From My Wok to Yours - Taking the Mystery Out of Everyday Dining and Meals!!

Friday, July 2, 2010

Good Enough For Us?

The following was an actual conversation that I had with Katie, a good friend of mine whom I have known (and worked with) for 6 years. She and her fiancé, along with many others, were instrumental in helping make my restaurant, Chino’s Café, successful.

I have always known Katie to have a critical palate, as it applies to food, and she has never shied away from expressing her true opinion.

Katie Calderon July 1 at 8:13pm

So I decided: what the heck are you thinking thinking that Fire Wok is better then Fire Bowl?! No way.

Sent via Facebook Mobile

Colin F Ogg July 1 at 8:17pm

lol... Fire Wok adheres to the authenticity of the recips better than Fire Bowl. You may like Fire Bowl better because their flavor profiles are created for the Americanized palate. not you fault. ;)

Sent via Facebook Mobile

Katie Calderon July 1 at 8:19pm

Lol excuse me mr know it all! Every time I eat it I'm like ehh I've had better ill give it another shot next time... Nope. The island fried rice is the only good thing they have

Sent via Facebook Mobile

Colin F Ogg July 1 at 8:23pm

lol... that is why you are the best. Never afraid to let me know how you REALLY feel... so what did you think of Chino's food, then, hmm???

Sent via Facebook Mobile

Katie Calderon July 1 at 8:30pm

I liked it!! Lol

Sent via Facebook Mobile


Colin F Ogg July 1 at 8:32pm

Good thing... Considering how much the 2 of you had to do with the success of the restaurant...

Sent via Facebook Mobile

Katie Calderon July 1 at 8:35pm

Duhhh =)

Sent via Facebook Mobile

Colin F Ogg July 1 at 8:36pm

I am going to put this ENTIRE conversation in tomorrow's blog post. Lol... Give you some credit...

Sent via Facebook Mobile

Colin F Ogg July 1 at 8:46pm

& plus, where did all this come from anyways?

Sent via Facebook Mobile

Katie Calderon July 1 at 8:54pm

Lol I got Fire Wok to go and was so excited and its disgusting! Now I'm eating cheese and crackers

Sent via Facebook Mobile

Colin F Ogg July 1 at 8:55pm

Lol... I am sorry to hear that. What did you order?

#### [Recorded information]

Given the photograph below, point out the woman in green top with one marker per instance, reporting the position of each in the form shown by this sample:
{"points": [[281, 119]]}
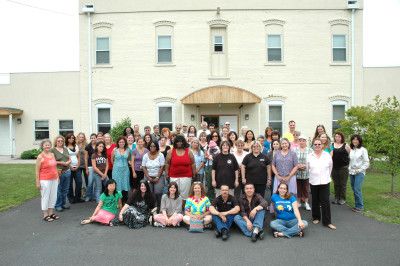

#### [Set exercise A]
Answer these questions from the Fire Wok blog post:
(i) For how many years has the writer known Katie?
(ii) What was the name of the writer's restaurant?
(iii) What did Katie say she was eating after getting Fire Wok to go?
#### [Set exercise B]
Transcribe the Fire Wok blog post from "I am going to" to "come from anyways?".
#### [Set exercise C]
Pick up the Fire Wok blog post after its last line and continue it.
The data have no connection to the Fire Wok blog post.

#### [Written response A]
(i) 6 years
(ii) Chino's Café
(iii) Cheese and crackers

#### [Written response B]
I am going to put this ENTIRE conversation in tomorrow's blog post. Lol... Give you some credit...

Sent via Facebook Mobile

Colin F Ogg July 1 at 8:46pm

& plus, where did all this come from anyways?

#### [Written response C]
Sent via Facebook Mobile

Katie Calderon July 1 at 9:03pm

I got a stir crazy with schezuan. Vomit.

Sent via Facebook Mobile

Colin F Ogg July 1 at 9:04pm

Lol... Did you at least taste the sauce first??? Theirs is not as sweet a sauce as Fire Bowl...

Sent via Facebook Mobile

Katie Calderon July 1 at 9:05pm

Yea it tastes like curry. Jonathan got the singpore thingy, double vomit.

Sent via Facebook Mobile

Colin F Ogg July 1 at 9:08pm

Oh. I actually like the Singapore Curry. I bet they didn't clean out the wok between dishes. Too bad... You will have to let me make it up to you. I will cook your dish of choice, any time you & Jon are available, with enough notice.

Sent via Facebook Mobile

Katie Calderon July 1 at 9:11pm

Lemon chicken!

Sent via Facebook Mobile

Colin F Ogg July 1 at 9:12pm

I knew you would pick that... When do you want to come over?

Sent via Facebook Mobile


I am constantly asked why so many Chinese restaurants have such different flavor profiles. My consistent response is to make the questioner think about what flavor they like, and where their destination restaurant is, followed by their analysis regarding what the targeted demographic for that particular restaurant is.

Case in point – Fire Wok versus Fire Bowl Café. Fire Bowl Café versus Pei Wei Asian Diner. Pei Wei Asian Diner versus Panda Express. And so on… There are over 41,000 Chinese restaurants in the United States, 3 times the number of McDonald’s franchise units, with the same level of annual sales to put it on par with the gargantuan hamburger chain.

So the analysis and answer comes from the differences in method and seasoning. The “stuff” that most people get from the local Chinese take-out joint, especially the ones with a drive-thru, is not the same as what is eaten on the mainland. But this is not news. Everyone needs to remember that the guy hovering (or slaving) over the hot wok must stir fry something that is acceptable to the American palate. Should they fail, their restaurant would not be busy every Thursday night.

Chinese food has long been available in a form that suits American tastes (sometimes called “Chinese-American food”), as well as in varieties that more closely resemble the various cuisines actually served in China and in Chinese communities around the world. In restaurants in large cities like New York and San Francisco, both types of food may be available, sometimes in the same restaurant.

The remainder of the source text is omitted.